These simplifications define the admissible gap between real decision processes and their canonical representations. They determine which aspects of behavior are treated as essential and which are treated as noise or second-order detail. Understanding these simplifying assumptions is therefore critical: they govern both the power of choice models to generate insight and the conditions under which those insights remain valid.
SAT – Domain – Simplifications – Choice (Microeconomic Foundations)

[Image point annotation entries]
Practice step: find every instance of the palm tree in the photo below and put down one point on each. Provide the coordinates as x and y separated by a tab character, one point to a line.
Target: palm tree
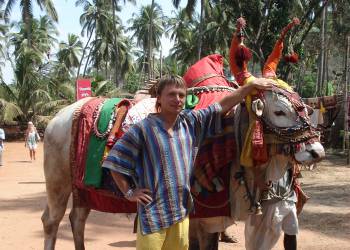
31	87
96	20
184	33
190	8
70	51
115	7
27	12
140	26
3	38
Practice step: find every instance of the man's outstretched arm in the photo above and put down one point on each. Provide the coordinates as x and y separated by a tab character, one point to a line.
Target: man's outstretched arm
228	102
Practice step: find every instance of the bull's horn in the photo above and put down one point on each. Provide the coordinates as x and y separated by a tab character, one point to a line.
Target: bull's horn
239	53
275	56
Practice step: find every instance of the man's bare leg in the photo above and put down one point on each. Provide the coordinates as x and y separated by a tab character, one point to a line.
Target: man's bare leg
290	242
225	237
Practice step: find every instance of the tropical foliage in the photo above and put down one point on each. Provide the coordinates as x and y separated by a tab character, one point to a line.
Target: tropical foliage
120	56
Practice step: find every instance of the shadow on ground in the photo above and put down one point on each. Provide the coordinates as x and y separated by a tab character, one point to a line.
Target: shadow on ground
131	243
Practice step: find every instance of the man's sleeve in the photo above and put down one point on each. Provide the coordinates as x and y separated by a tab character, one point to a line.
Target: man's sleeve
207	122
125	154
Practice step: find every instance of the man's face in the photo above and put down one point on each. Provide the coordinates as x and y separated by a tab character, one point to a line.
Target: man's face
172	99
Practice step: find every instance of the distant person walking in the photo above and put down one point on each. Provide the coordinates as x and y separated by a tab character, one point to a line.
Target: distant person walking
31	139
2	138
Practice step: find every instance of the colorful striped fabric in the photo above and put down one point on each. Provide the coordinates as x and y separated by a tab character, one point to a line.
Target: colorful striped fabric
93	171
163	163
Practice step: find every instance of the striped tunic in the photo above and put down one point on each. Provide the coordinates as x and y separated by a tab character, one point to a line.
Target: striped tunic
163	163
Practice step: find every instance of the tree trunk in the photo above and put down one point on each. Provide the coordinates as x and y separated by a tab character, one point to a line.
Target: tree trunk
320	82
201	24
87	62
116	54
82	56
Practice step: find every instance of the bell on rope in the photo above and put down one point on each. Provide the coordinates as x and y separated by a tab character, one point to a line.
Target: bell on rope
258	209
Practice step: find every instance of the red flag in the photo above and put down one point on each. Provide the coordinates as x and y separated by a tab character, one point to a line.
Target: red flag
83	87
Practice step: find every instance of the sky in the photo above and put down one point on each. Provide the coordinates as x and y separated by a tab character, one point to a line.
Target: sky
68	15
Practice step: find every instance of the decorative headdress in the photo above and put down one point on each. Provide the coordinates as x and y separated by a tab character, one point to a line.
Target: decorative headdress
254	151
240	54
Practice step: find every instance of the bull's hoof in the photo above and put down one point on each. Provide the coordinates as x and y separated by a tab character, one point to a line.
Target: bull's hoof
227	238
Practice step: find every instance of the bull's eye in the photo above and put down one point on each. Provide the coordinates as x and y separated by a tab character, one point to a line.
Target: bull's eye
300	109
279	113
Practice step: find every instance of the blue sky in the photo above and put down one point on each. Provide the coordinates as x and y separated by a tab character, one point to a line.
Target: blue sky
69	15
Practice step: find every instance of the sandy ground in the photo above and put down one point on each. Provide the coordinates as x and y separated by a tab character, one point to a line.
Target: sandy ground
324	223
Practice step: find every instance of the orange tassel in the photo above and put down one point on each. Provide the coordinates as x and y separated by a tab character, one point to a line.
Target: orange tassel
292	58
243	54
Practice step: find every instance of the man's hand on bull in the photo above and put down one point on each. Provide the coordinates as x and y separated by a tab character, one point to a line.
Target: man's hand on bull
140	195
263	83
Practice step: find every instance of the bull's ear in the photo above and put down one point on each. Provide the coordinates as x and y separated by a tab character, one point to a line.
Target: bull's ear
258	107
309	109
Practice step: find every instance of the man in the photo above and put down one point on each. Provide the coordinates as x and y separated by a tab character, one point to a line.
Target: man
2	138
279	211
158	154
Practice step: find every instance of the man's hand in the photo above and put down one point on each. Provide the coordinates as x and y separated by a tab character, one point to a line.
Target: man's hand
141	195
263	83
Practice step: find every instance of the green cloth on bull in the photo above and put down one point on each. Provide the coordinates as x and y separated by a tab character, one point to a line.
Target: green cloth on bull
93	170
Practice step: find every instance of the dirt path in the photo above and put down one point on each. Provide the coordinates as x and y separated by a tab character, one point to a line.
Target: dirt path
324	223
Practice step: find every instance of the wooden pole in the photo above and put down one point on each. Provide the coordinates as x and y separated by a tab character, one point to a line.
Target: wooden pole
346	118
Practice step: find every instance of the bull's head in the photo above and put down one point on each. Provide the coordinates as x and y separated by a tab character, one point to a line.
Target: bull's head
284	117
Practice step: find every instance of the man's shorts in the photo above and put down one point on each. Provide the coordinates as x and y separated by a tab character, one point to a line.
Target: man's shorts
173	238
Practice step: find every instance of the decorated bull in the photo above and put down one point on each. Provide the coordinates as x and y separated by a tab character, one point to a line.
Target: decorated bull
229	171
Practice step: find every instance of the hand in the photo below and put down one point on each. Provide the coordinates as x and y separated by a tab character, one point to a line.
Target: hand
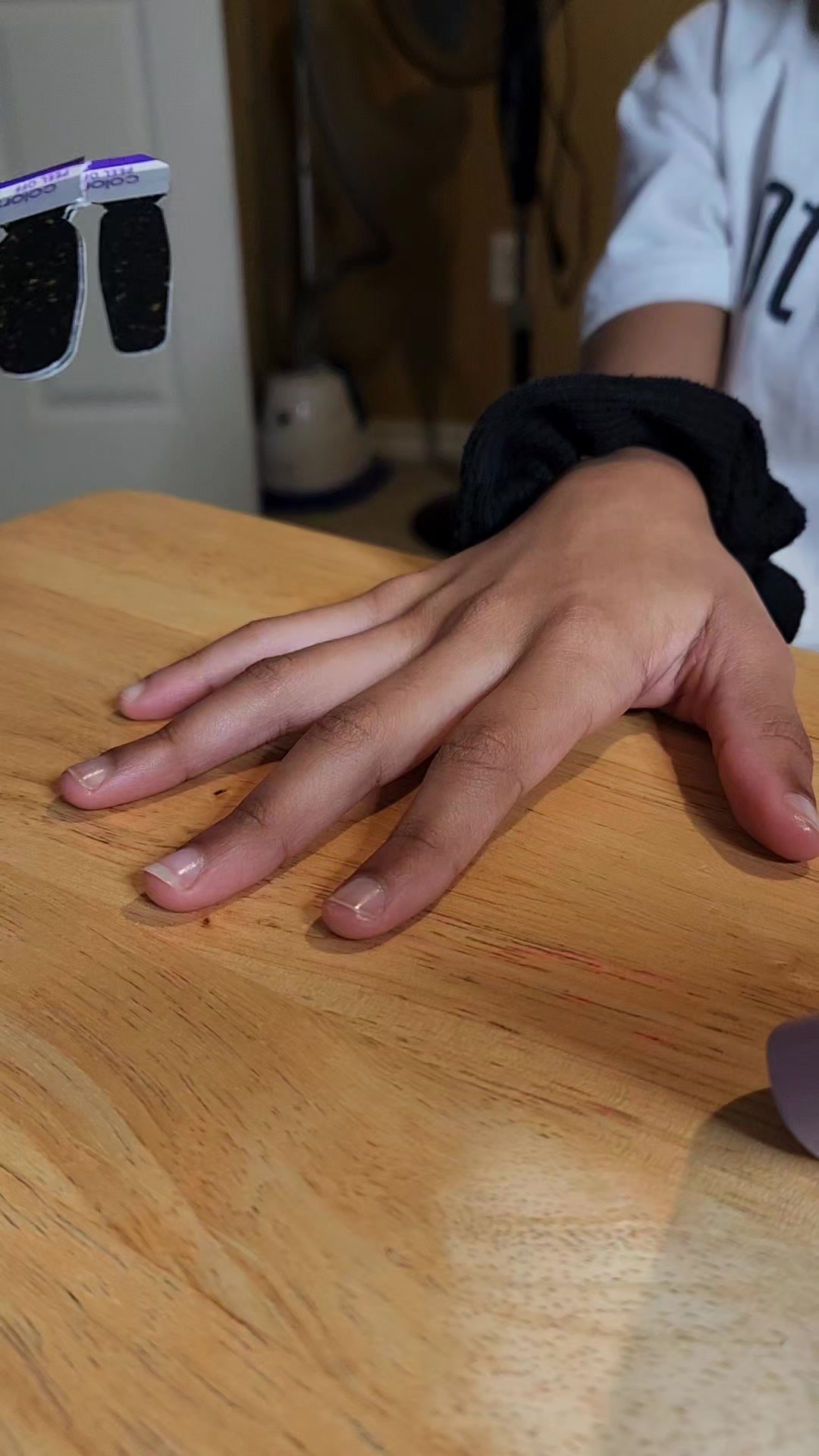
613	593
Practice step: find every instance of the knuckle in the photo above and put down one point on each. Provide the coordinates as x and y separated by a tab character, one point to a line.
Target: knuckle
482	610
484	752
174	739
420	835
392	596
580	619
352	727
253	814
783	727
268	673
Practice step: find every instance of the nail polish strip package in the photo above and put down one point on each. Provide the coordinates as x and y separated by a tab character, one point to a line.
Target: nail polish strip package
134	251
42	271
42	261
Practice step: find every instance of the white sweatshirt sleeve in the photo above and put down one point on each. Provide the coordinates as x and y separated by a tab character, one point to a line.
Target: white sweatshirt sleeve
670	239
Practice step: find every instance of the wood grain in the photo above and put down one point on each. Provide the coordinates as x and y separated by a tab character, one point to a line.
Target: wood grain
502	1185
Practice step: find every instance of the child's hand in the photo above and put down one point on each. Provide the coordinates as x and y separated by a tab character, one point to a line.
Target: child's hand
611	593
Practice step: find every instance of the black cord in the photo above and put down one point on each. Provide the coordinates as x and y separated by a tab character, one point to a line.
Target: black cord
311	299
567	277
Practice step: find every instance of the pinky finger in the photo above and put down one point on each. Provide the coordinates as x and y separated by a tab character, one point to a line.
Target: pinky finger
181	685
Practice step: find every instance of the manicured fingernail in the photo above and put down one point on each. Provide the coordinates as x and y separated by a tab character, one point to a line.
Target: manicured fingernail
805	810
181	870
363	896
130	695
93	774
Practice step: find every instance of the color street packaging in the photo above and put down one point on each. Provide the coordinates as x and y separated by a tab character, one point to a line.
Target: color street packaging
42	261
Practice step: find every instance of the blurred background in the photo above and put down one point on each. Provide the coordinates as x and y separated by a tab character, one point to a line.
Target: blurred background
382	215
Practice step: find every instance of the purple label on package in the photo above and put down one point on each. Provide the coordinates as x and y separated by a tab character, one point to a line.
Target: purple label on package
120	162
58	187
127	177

## Tasks and exercises:
- A) Answer these questions from the passage on simplifications in choice models:
(i) What gap do the simplifications define?
(ii) Apart from what is essential, how can aspects of behavior be treated?
(iii) What two things do the simplifying assumptions govern?
- B) Retype the stretch of the passage on simplifications in choice models from "These simplifications define" through "insights remain valid.".

## Responses for each task:
- A)
(i) The admissible gap between real decision processes and their canonical representations.
(ii) As noise or second-order detail.
(iii) The power of choice models to generate insight, and the conditions under which those insights remain valid.

- B)
These simplifications define the admissible gap between real decision processes and their canonical representations. They determine which aspects of behavior are treated as essential and which are treated as noise or second-order detail. Understanding these simplifying assumptions is therefore critical: they govern both the power of choice models to generate insight and the conditions under which those insights remain valid.